Si en la Antigüedad fueron conocidos siete elementos
metálicos (oro, plata, hierro, cobre,
estaño, plomo y mercurio) y dos no metales (carbono y
azufre); el esfuerzo de la alquimia medieval sumó el
conocimiento
de otros cinco (arsénico, antimonio, bismuto, zinc y
fósforo); y el siglo XVIII, con el estudio de los gases,
dejó como fruto el descubrimiento de cuatro nuevos
elementos (hidrógeno, oxígeno, nitrógeno y
cloro) mientras el análisis de minerales aportaba la
identificación de nueve metales (cobalto, platino,
níquel, manganeso, tungsteno, molibdeno, uranio, titanio y
plomo); en total a las puertas del siglo XIX eran conocidos 27
elementos químicos.
Hacia 1830, se conocían cincuenta y cinco elementos, es
decir se había duplicado en treinta años la cifra
de elementos descubiertos en más seis milenios de
práctica humana. Dos factores contribuyeron de forma
decisiva a este vertiginoso crecimiento: la aplicación del
invento de Volta, la pila de corriente
eléctrica, para conducir la descomposición de
las sustancias; y la introducción de las técnicas
espectrales al análisis de muestras de minerales
convenientemente tratadas.
El principal problema que quedaba pendiente de ser resuelto
consistía en aclarar la forma en que se enlazan los
átomos en la estructura
particular de la sustancia y edificar un sistema de
símbolos y notaciones que permitieran una comunicación universal.
El sistema jeroglífico de representación de los
elementos químicos heredado de la alquimia fue sustituido
por un sistema más racional de notación
simplificada que se asocia a la representación de una o
dos letras iniciales (con frecuencia derivada de los nombres en
latín, plata = argentum, Ag). Este sistema de
notación fue propuesto por el químico sueco
Jöns J. Berzelius (1779 – 1844), considerado uno de
los fundadores de la Química, quien descubriera tres
elementos químicos(selenio, cerio y torio) y aplicara los
métodos más refinados de determinación de
pesos atómicos en la época.

Datos proporcionados
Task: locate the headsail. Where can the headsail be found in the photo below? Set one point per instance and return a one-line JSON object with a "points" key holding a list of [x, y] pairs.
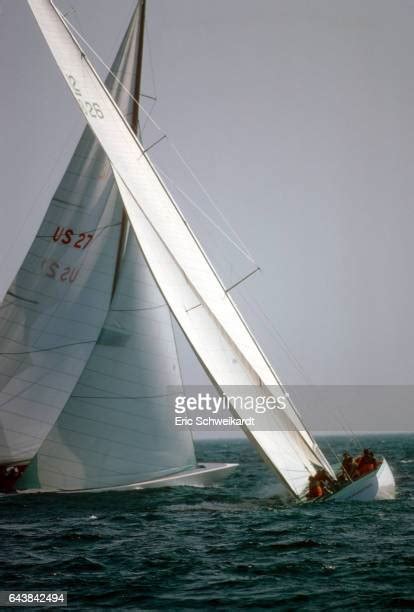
{"points": [[205, 312], [113, 430], [54, 310]]}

Lista de tareas
1. Según el texto sobre los elementos químicos, ¿cuántos elementos se conocían hacia 1830?
2. Escribe la siguiente parte del texto sobre los elementos químicos a partir de su última oración.
Los datos no tienen ningún papel aquí.

Respuestas por tarea
1. Cincuenta y cinco.

2.
En el mundo de las sustancias orgánicas este
período inicial representa el predominio del
análisis sobre la síntesis.
En tanto los estudios analíticos responden a una
línea de pensamiento
debidamente formulada, los resultados sintéticos aparecen
con frecuencia atravesados por la casualidad.
La complejidad de los compuestos
orgánicos hacía más difícil la
búsqueda de regularidades que permitieran un principio de
clasificación. Dos hechos que resultaban especialmente
significativos se asocian al descubrimiento de los
isómeros estructurales, sustancias que respondiendo a la
misma fórmula de composición difieren en sus
propiedades, y de los isómeros ópticos, sustancias
que sólo se distinguen en el sentido que hacen girar el
plano de polarización de la luz polarizada,
por L. Pasteur (1822 – 1895). Para los investigadores de la
época tales diferencias debían encontrar respuestas
en el diferente ordenamiento de los átomos en la
estructura molecular.
Correspondió al químico alemán F.A.
Kekulé (1829 – 1896) edificar los principios en que
se basaron la primera teoría sobre la estructura molecular
de los compuestos
orgánicos. Kekulé se graduó de
arquitecto en la Universidad pero
se sintió fascinado por la determinación de la
arquitectura
molecular de las sustancias orgánicas y pasó a la
historia por el
establecimiento de la estructura del benceno, una verdadera
pesadilla para los químicos del siglo XIX.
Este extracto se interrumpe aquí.